[Opening SUPPLIED RECORDS section]

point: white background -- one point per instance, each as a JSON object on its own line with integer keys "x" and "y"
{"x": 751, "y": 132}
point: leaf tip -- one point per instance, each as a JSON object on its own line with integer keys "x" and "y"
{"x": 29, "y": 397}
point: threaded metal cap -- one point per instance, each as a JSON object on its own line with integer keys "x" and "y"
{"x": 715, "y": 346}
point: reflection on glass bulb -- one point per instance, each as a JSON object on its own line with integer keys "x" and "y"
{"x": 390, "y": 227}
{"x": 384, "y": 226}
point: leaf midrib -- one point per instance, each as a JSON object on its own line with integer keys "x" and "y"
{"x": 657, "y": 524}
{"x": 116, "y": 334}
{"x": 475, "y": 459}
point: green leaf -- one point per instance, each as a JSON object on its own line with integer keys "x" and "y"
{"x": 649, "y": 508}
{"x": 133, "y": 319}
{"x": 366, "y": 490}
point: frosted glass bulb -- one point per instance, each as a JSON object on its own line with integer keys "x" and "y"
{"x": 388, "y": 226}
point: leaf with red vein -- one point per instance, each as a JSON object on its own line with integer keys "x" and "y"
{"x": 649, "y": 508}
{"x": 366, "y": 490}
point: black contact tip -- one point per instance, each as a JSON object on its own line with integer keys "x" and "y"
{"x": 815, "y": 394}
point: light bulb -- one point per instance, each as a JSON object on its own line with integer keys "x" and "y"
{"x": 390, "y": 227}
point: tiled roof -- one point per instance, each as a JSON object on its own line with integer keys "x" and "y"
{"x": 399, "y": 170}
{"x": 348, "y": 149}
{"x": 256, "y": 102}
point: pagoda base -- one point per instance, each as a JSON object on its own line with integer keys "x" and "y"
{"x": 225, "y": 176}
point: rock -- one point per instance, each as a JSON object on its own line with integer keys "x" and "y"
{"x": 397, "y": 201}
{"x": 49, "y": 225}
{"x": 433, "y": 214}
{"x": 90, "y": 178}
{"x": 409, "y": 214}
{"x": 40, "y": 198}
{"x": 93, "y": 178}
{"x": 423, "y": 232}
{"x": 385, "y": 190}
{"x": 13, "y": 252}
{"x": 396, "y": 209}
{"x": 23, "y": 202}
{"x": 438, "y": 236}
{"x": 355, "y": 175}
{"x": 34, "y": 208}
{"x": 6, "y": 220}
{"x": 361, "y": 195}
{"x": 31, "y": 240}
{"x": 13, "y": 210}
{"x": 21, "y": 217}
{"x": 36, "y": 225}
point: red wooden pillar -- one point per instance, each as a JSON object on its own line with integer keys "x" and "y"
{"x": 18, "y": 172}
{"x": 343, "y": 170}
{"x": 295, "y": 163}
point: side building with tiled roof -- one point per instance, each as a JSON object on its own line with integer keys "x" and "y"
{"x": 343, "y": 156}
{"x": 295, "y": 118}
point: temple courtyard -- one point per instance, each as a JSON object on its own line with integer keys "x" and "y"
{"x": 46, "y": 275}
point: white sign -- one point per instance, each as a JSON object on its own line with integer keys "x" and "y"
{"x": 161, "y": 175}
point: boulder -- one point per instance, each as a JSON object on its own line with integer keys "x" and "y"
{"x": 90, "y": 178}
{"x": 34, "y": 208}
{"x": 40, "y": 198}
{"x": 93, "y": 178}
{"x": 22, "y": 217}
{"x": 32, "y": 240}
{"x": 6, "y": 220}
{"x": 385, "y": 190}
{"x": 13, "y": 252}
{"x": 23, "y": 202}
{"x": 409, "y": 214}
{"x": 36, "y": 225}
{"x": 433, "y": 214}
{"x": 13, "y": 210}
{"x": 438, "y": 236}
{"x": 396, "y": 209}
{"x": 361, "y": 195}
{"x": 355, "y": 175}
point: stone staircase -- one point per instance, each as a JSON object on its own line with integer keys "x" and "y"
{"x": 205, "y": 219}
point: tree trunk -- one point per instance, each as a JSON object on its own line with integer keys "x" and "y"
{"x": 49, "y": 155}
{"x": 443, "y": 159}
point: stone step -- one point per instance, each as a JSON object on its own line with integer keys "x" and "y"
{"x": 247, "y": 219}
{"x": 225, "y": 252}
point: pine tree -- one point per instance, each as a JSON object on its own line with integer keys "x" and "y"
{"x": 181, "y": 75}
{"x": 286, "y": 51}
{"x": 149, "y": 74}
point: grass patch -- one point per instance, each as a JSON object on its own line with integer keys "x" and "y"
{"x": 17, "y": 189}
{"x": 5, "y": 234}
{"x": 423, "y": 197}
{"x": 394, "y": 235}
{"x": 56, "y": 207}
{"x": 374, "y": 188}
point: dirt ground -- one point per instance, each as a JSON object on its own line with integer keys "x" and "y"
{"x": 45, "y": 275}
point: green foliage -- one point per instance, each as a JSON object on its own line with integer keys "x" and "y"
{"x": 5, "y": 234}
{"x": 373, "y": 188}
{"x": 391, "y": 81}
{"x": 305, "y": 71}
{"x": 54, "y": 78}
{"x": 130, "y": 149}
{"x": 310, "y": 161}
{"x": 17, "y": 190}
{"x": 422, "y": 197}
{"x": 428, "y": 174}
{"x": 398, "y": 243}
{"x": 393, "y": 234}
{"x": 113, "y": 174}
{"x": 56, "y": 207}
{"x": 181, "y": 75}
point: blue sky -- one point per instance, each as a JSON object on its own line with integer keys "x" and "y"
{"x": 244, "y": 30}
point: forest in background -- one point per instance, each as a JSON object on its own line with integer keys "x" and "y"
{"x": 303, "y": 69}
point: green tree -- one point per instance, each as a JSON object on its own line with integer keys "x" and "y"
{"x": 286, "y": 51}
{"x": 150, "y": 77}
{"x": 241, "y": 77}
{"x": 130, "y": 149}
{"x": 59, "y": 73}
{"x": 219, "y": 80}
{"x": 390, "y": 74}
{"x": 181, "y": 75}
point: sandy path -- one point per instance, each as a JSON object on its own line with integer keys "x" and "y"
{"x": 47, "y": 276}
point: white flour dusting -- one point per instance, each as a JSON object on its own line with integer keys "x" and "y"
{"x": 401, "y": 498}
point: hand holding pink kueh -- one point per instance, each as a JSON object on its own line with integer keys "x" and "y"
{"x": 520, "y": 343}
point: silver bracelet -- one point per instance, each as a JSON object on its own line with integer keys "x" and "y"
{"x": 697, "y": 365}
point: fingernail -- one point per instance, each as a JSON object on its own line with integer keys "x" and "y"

[Closing SUPPLIED RECORDS section]

## WORK REQUIRED
Could you give the records again, exactly as they appear?

## OUTPUT FOR THIS EXERCISE
point: white background -- one point per instance, each as a JSON object on its own line with integer keys "x" and "y"
{"x": 751, "y": 132}
point: leaf tip -- one point per instance, each as a JSON object on its own line with integer keys "x" and "y"
{"x": 29, "y": 397}
point: threaded metal cap -- one point per instance, each as a JSON object on its own line with integer keys "x" and "y"
{"x": 715, "y": 346}
point: reflection on glass bulb -- one point per instance, each as a JSON object on its own line with integer keys "x" and "y"
{"x": 390, "y": 227}
{"x": 384, "y": 226}
point: leaf midrib -- one point per instance, each as a JSON object on its own line with integer keys "x" and "y"
{"x": 657, "y": 524}
{"x": 116, "y": 334}
{"x": 475, "y": 459}
point: green leaf -- one point per instance, each as a JSON object on its own line with integer keys "x" and "y"
{"x": 649, "y": 508}
{"x": 133, "y": 319}
{"x": 366, "y": 490}
point: frosted glass bulb -- one point per instance, each as a JSON object on its own line with integer keys "x" and "y"
{"x": 388, "y": 226}
point: leaf with red vein -- one point per instance, each as a JSON object on its own line with integer keys "x" and "y"
{"x": 649, "y": 508}
{"x": 366, "y": 490}
point: black contact tip -- one point per instance, each as a JSON object on its own line with integer keys "x" and "y"
{"x": 815, "y": 394}
point: light bulb -- one point per instance, each as a JSON object on its own line with integer keys "x" and "y"
{"x": 390, "y": 227}
point: tiled roof -- one point per instance, each as a JSON object on its own line with integer keys "x" and "y"
{"x": 399, "y": 170}
{"x": 348, "y": 149}
{"x": 256, "y": 102}
point: pagoda base -- one point per instance, each as a JSON object on its own line with integer keys "x" and "y"
{"x": 225, "y": 176}
point: rock -- one point per instance, each as a JSON object on its own line with integer keys "x" and "y"
{"x": 397, "y": 201}
{"x": 49, "y": 225}
{"x": 433, "y": 214}
{"x": 90, "y": 178}
{"x": 409, "y": 214}
{"x": 40, "y": 198}
{"x": 93, "y": 178}
{"x": 423, "y": 232}
{"x": 385, "y": 190}
{"x": 13, "y": 252}
{"x": 396, "y": 209}
{"x": 23, "y": 202}
{"x": 438, "y": 236}
{"x": 355, "y": 175}
{"x": 34, "y": 208}
{"x": 6, "y": 220}
{"x": 361, "y": 195}
{"x": 31, "y": 240}
{"x": 13, "y": 210}
{"x": 21, "y": 217}
{"x": 36, "y": 225}
point: red wooden pillar -- one point per instance, each as a JSON object on its own line with integer keys "x" and "y"
{"x": 18, "y": 172}
{"x": 343, "y": 170}
{"x": 295, "y": 163}
point: side building with tiled roof -- one point per instance, each as a JSON object on its own line with integer keys "x" and "y"
{"x": 343, "y": 156}
{"x": 295, "y": 118}
point: temple courtyard -- one point per instance, each as a JSON object on its own line with integer keys "x" and "y"
{"x": 46, "y": 275}
point: white sign -- one point per instance, each as a JSON object on its own line with integer keys "x" and "y"
{"x": 161, "y": 175}
point: boulder -- one point per instance, each as a JSON object on its own line with integer keys "x" and "y"
{"x": 90, "y": 178}
{"x": 34, "y": 208}
{"x": 40, "y": 198}
{"x": 93, "y": 178}
{"x": 22, "y": 217}
{"x": 32, "y": 240}
{"x": 6, "y": 220}
{"x": 385, "y": 190}
{"x": 13, "y": 252}
{"x": 23, "y": 202}
{"x": 409, "y": 214}
{"x": 36, "y": 225}
{"x": 433, "y": 214}
{"x": 13, "y": 210}
{"x": 438, "y": 236}
{"x": 396, "y": 209}
{"x": 361, "y": 195}
{"x": 355, "y": 175}
point: stone staircase -- one point per instance, each as a JSON object on its own line with integer keys "x" and "y"
{"x": 205, "y": 219}
point: tree trunk -- one point per instance, each as a JSON object on its own line with integer keys "x" and "y"
{"x": 49, "y": 155}
{"x": 443, "y": 159}
point: stone step -- one point per instance, each as a JSON object on its own line with integer keys "x" and "y"
{"x": 247, "y": 219}
{"x": 225, "y": 252}
point: pine tree -- one point per instance, each as a JSON object on its own line with integer keys "x" and "y"
{"x": 181, "y": 75}
{"x": 286, "y": 51}
{"x": 149, "y": 74}
point: grass patch -- one point per instance, each as a JSON object on its own line with integer keys "x" and "y"
{"x": 17, "y": 189}
{"x": 5, "y": 234}
{"x": 423, "y": 197}
{"x": 394, "y": 235}
{"x": 56, "y": 207}
{"x": 374, "y": 188}
point: dirt ground -- one point per instance, each as a JSON object on its own line with integer keys "x" and "y"
{"x": 45, "y": 275}
point: green foliage -- one point per instance, each as a JSON object on its own line with integer keys "x" and "y"
{"x": 5, "y": 234}
{"x": 373, "y": 188}
{"x": 391, "y": 81}
{"x": 305, "y": 71}
{"x": 54, "y": 78}
{"x": 130, "y": 149}
{"x": 310, "y": 161}
{"x": 17, "y": 190}
{"x": 422, "y": 197}
{"x": 428, "y": 174}
{"x": 398, "y": 243}
{"x": 393, "y": 234}
{"x": 113, "y": 174}
{"x": 56, "y": 207}
{"x": 181, "y": 75}
point: blue sky -- one point per instance, each as a JSON object on its own line with integer keys "x" and "y"
{"x": 244, "y": 30}
point: forest in background -- one point per instance, each as a JSON object on its own line with integer keys "x" and "y"
{"x": 303, "y": 69}
point: green tree -- one point per instance, each as a JSON object on its own line with integer keys "x" and "y"
{"x": 286, "y": 51}
{"x": 150, "y": 77}
{"x": 241, "y": 77}
{"x": 130, "y": 149}
{"x": 59, "y": 73}
{"x": 219, "y": 80}
{"x": 390, "y": 74}
{"x": 181, "y": 75}
point: sandy path -- one point per instance, each as a JSON object on its own line with integer keys "x" and "y"
{"x": 47, "y": 276}
point: white flour dusting -- one point per instance, each as a JSON object on its own line with integer keys "x" and "y"
{"x": 401, "y": 498}
point: hand holding pink kueh -- one point per instance, each as a JSON object on its own line with integer keys "x" and "y"
{"x": 520, "y": 343}
point: silver bracelet -- one point per instance, each as a JSON object on its own line with integer keys "x" and "y"
{"x": 697, "y": 365}
point: fingernail -- one point per instance, each as a JSON object on its own line with integer keys "x" and "y"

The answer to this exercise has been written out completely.